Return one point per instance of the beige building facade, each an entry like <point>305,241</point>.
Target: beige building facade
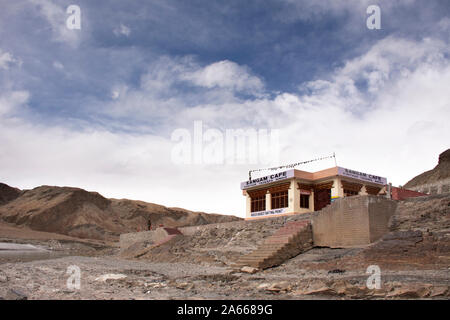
<point>295,191</point>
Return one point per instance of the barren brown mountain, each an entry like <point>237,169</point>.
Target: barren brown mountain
<point>79,213</point>
<point>440,172</point>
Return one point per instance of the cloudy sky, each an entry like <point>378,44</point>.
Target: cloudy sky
<point>100,107</point>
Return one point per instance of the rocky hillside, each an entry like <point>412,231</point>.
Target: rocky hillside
<point>440,172</point>
<point>79,213</point>
<point>7,193</point>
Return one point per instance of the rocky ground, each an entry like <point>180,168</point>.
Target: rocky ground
<point>109,277</point>
<point>414,262</point>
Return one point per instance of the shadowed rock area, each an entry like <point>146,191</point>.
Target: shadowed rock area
<point>82,214</point>
<point>438,173</point>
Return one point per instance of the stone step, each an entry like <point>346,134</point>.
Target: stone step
<point>283,244</point>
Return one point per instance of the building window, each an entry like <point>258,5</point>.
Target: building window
<point>279,199</point>
<point>304,201</point>
<point>349,193</point>
<point>258,203</point>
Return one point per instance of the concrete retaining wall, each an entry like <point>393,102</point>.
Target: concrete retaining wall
<point>352,221</point>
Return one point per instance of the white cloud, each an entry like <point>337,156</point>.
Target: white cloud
<point>226,74</point>
<point>11,101</point>
<point>56,16</point>
<point>7,59</point>
<point>385,112</point>
<point>122,30</point>
<point>58,65</point>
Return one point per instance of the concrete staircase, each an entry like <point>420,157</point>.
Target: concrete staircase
<point>290,240</point>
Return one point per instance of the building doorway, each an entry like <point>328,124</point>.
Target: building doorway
<point>322,198</point>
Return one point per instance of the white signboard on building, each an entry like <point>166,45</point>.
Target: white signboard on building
<point>268,212</point>
<point>268,179</point>
<point>361,176</point>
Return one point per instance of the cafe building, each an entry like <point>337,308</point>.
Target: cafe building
<point>294,191</point>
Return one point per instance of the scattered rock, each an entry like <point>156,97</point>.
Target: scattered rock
<point>263,286</point>
<point>283,286</point>
<point>438,291</point>
<point>184,285</point>
<point>411,291</point>
<point>336,271</point>
<point>14,294</point>
<point>247,269</point>
<point>3,277</point>
<point>111,276</point>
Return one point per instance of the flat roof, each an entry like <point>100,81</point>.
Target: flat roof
<point>313,176</point>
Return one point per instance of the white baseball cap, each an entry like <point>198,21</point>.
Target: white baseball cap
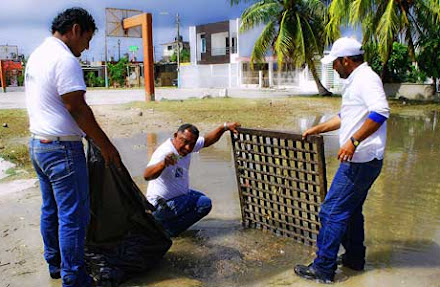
<point>343,47</point>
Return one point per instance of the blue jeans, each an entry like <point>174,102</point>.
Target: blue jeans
<point>178,214</point>
<point>62,171</point>
<point>341,215</point>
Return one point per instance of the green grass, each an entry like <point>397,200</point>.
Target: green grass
<point>13,139</point>
<point>268,113</point>
<point>276,113</point>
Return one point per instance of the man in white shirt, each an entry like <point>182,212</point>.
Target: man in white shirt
<point>177,206</point>
<point>362,138</point>
<point>59,118</point>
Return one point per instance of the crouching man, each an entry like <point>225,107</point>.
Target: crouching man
<point>177,206</point>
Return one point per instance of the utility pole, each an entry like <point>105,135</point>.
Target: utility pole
<point>119,49</point>
<point>178,49</point>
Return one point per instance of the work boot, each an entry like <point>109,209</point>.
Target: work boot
<point>342,260</point>
<point>310,273</point>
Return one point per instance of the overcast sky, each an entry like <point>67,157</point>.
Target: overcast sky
<point>26,23</point>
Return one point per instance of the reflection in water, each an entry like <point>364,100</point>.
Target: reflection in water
<point>402,216</point>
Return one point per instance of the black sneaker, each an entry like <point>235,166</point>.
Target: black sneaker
<point>310,273</point>
<point>341,260</point>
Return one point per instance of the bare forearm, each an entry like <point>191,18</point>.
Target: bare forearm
<point>368,128</point>
<point>154,171</point>
<point>330,125</point>
<point>214,135</point>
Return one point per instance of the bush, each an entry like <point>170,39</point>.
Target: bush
<point>93,81</point>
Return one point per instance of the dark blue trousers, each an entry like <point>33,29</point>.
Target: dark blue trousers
<point>341,216</point>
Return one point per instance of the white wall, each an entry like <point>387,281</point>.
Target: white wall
<point>193,45</point>
<point>209,76</point>
<point>218,43</point>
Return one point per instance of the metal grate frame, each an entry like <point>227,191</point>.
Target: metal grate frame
<point>281,181</point>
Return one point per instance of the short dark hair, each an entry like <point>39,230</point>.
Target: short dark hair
<point>192,128</point>
<point>66,19</point>
<point>357,58</point>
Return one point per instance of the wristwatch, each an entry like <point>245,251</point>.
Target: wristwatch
<point>355,142</point>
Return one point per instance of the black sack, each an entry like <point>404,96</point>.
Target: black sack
<point>123,238</point>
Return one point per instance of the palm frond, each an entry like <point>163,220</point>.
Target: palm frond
<point>337,16</point>
<point>258,13</point>
<point>358,10</point>
<point>387,29</point>
<point>284,42</point>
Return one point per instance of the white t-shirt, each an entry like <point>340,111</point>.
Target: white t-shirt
<point>52,71</point>
<point>363,93</point>
<point>174,179</point>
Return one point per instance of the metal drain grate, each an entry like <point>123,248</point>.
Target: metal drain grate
<point>281,181</point>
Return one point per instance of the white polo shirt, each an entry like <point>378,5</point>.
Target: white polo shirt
<point>363,93</point>
<point>52,71</point>
<point>174,179</point>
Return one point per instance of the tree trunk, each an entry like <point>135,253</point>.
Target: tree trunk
<point>321,89</point>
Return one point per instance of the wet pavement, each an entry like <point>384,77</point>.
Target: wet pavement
<point>402,215</point>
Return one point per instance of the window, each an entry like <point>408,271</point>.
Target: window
<point>203,43</point>
<point>234,45</point>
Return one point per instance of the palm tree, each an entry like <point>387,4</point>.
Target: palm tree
<point>383,22</point>
<point>293,31</point>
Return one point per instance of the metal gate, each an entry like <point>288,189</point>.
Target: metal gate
<point>281,181</point>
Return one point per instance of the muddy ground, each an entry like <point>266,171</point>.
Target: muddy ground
<point>218,251</point>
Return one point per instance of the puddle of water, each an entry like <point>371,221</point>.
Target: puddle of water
<point>402,215</point>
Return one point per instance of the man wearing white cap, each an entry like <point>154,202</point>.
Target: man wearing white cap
<point>362,136</point>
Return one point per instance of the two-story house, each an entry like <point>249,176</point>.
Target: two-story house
<point>220,58</point>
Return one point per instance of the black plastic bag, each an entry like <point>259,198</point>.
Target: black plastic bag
<point>123,238</point>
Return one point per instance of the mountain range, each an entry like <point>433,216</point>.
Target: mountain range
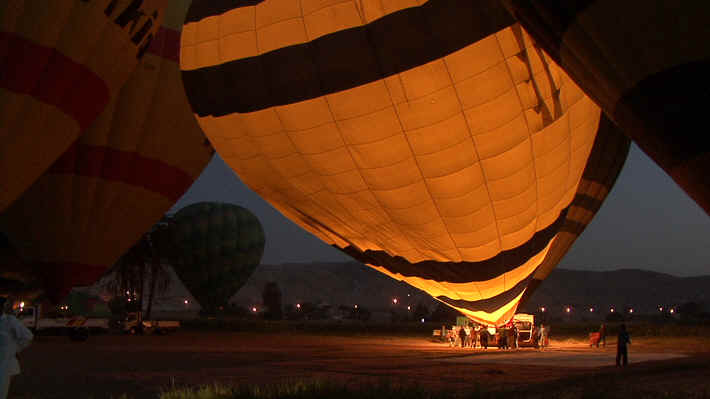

WHAT NEEDS TO BE DONE —
Reproduce each line of the records above verbatim, omitting the pictures from your answer.

FINISHED ANSWER —
Return one point per instance of the beige building facade, each an entry like <point>305,241</point>.
Target: beige building facade
<point>295,191</point>
Return one point per instance of the barren brown mountain, each an entry like <point>237,169</point>.
Target: barren brown mountain
<point>79,213</point>
<point>440,172</point>
Return one point per instance of the cloudy sky, each an entry like <point>378,44</point>.
Target: cloudy sky
<point>100,107</point>
Return one point per instance of the rocky hillside, each an entry like <point>412,231</point>.
Target: rocky hillside
<point>440,172</point>
<point>79,213</point>
<point>7,193</point>
Return one point per instance of the rocky ground, each an entry like <point>180,168</point>.
Target: rocky ground
<point>109,277</point>
<point>414,262</point>
Return one point per instance of the shadowed rock area, each an entry like <point>146,191</point>.
Target: shadowed rock area
<point>82,214</point>
<point>438,173</point>
Return one point per instance of the stone step, each an entry like <point>346,134</point>.
Target: stone step
<point>283,244</point>
Return one point per instance of the building window, each an entry like <point>258,5</point>.
Target: building window
<point>279,199</point>
<point>304,201</point>
<point>349,193</point>
<point>258,203</point>
Return one point per instance of the concrete retaining wall, each an entry like <point>393,102</point>.
Target: concrete retaining wall
<point>352,221</point>
Return one point per instance of the white cloud, each an entry like <point>337,156</point>.
Target: white cloud
<point>226,74</point>
<point>11,101</point>
<point>56,16</point>
<point>7,59</point>
<point>385,112</point>
<point>122,30</point>
<point>58,65</point>
Return one point per instance of the concrete staircase, each an entry like <point>420,157</point>.
Target: concrete staircase
<point>290,240</point>
Return one point per instance of the building doorway, each an entry like <point>328,124</point>.
Target: building doorway
<point>322,198</point>
Return one point per instance of the white signboard on building, each an entry like <point>166,45</point>.
Target: white signboard on building
<point>268,212</point>
<point>268,179</point>
<point>361,176</point>
Return one point per instance of the cafe building, each an entry like <point>337,308</point>.
Target: cafe building
<point>294,191</point>
Return one point per instance of the scattered rock, each an entry like <point>156,97</point>.
Target: scattered rock
<point>263,286</point>
<point>283,286</point>
<point>438,291</point>
<point>184,285</point>
<point>411,291</point>
<point>336,271</point>
<point>14,294</point>
<point>247,269</point>
<point>3,277</point>
<point>111,276</point>
Return one point per instance of the flat roof, each an entry like <point>100,81</point>.
Target: flat roof
<point>313,176</point>
Return one point per instance of the white baseball cap, each an entry like <point>198,21</point>.
Target: white baseball cap
<point>343,47</point>
Return one point per instance of the blue jeans, each an entry like <point>174,102</point>.
Target: blue jeans
<point>178,214</point>
<point>62,171</point>
<point>341,215</point>
Return one point per instance of the green grass, each an entry like <point>397,200</point>.
Target: green grass
<point>13,139</point>
<point>268,113</point>
<point>276,113</point>
Return one point per instance of the man in white shirt, each an entry like <point>182,212</point>.
Target: man in white shirt
<point>177,206</point>
<point>362,138</point>
<point>59,118</point>
Return one point per instance of the crouching man, each an entry like <point>225,107</point>.
Target: crouching man
<point>177,206</point>
Return one point per instance of the utility pole, each an entry like <point>105,135</point>.
Target: utility pole
<point>119,49</point>
<point>178,49</point>
Return one point per instance of the work boot, each an entry like <point>109,209</point>.
Target: work boot
<point>342,260</point>
<point>310,273</point>
Return one point per instance of the overcast sky, each an entry like <point>67,157</point>.
Target: overcast sky
<point>26,23</point>
Return one point per instance of the reflection in water, each an entry like <point>364,100</point>.
Target: reflection in water
<point>402,216</point>
Return one point per instance of the black sneaker, each an entry like <point>235,166</point>.
Target: black sneaker
<point>310,273</point>
<point>341,260</point>
Return one point per instance of the bare forearm, each an entry like <point>191,18</point>.
Target: bare forearm
<point>368,128</point>
<point>154,171</point>
<point>330,125</point>
<point>214,135</point>
Return one point per instance of the bush, each an entry like <point>170,39</point>.
Target: bush
<point>93,81</point>
Return one point per instance of the dark blue trousers, each an entry like <point>33,29</point>.
Target: dark blue trousers
<point>341,216</point>
Return one point per instance of the white wall, each an entry like <point>387,281</point>.
Target: white wall
<point>193,45</point>
<point>209,76</point>
<point>218,43</point>
Return one point per instance of the metal grate frame, each an entry like <point>227,191</point>.
Target: metal grate frame
<point>281,181</point>
Return one point per instance of the short dark hair, each an entry like <point>39,230</point>.
Target: short dark hair
<point>192,128</point>
<point>66,19</point>
<point>357,58</point>
Return one point per instance of the wristwatch, each an entry like <point>245,251</point>.
Target: wristwatch
<point>355,142</point>
Return one point per instance of the black sack, each an entry like <point>404,96</point>.
Target: black sack
<point>123,238</point>
Return one point per instance of the palm frond, each an entry like <point>163,220</point>.
Target: palm frond
<point>337,16</point>
<point>258,13</point>
<point>358,10</point>
<point>387,29</point>
<point>284,42</point>
Return one point per instance of the white t-shirt, each an entry like <point>340,111</point>.
Target: white t-shirt
<point>52,71</point>
<point>363,93</point>
<point>174,179</point>
Return one point per instance of the metal drain grate, each an entry like <point>123,248</point>.
Target: metal drain grate
<point>281,181</point>
Return one point per instance of the white polo shirt, each an entry like <point>378,5</point>.
Target: white polo shirt
<point>363,93</point>
<point>52,71</point>
<point>174,179</point>
Return one point per instance of the tree trunk, each an entry like <point>135,253</point>.
Target: tree trunk
<point>321,89</point>
Return one point per instance of the wet pavement, each an entry like <point>384,77</point>.
Target: wet pavement
<point>402,215</point>
Return one point per instance of the window, each an entry like <point>408,271</point>.
Target: window
<point>203,43</point>
<point>234,45</point>
Return one point per instance of the palm tree, each an entry like <point>387,4</point>.
Target: palm tree
<point>383,22</point>
<point>293,31</point>
Return one point per instance of the metal gate, each an entry like <point>288,189</point>.
Target: metal gate
<point>281,181</point>
Return one point per instance of the muddy ground, each an entry like <point>266,171</point>.
Target: muddy ground
<point>218,251</point>
Return one point per instance of the puddle of water, each an entry like <point>371,221</point>.
Target: puddle of water
<point>402,215</point>
Return one point per instance of the man wearing white cap, each an entry like <point>154,202</point>.
Target: man wearing white cap
<point>362,136</point>
Return one point per instance of the two-story house, each an entry like <point>249,176</point>.
Target: two-story house
<point>220,58</point>
Return one point per instance of the black plastic bag, each an entry like <point>259,198</point>.
Target: black plastic bag
<point>123,238</point>
Return one point per instance of the mountain range, each an entry like <point>433,216</point>.
Target: mountain range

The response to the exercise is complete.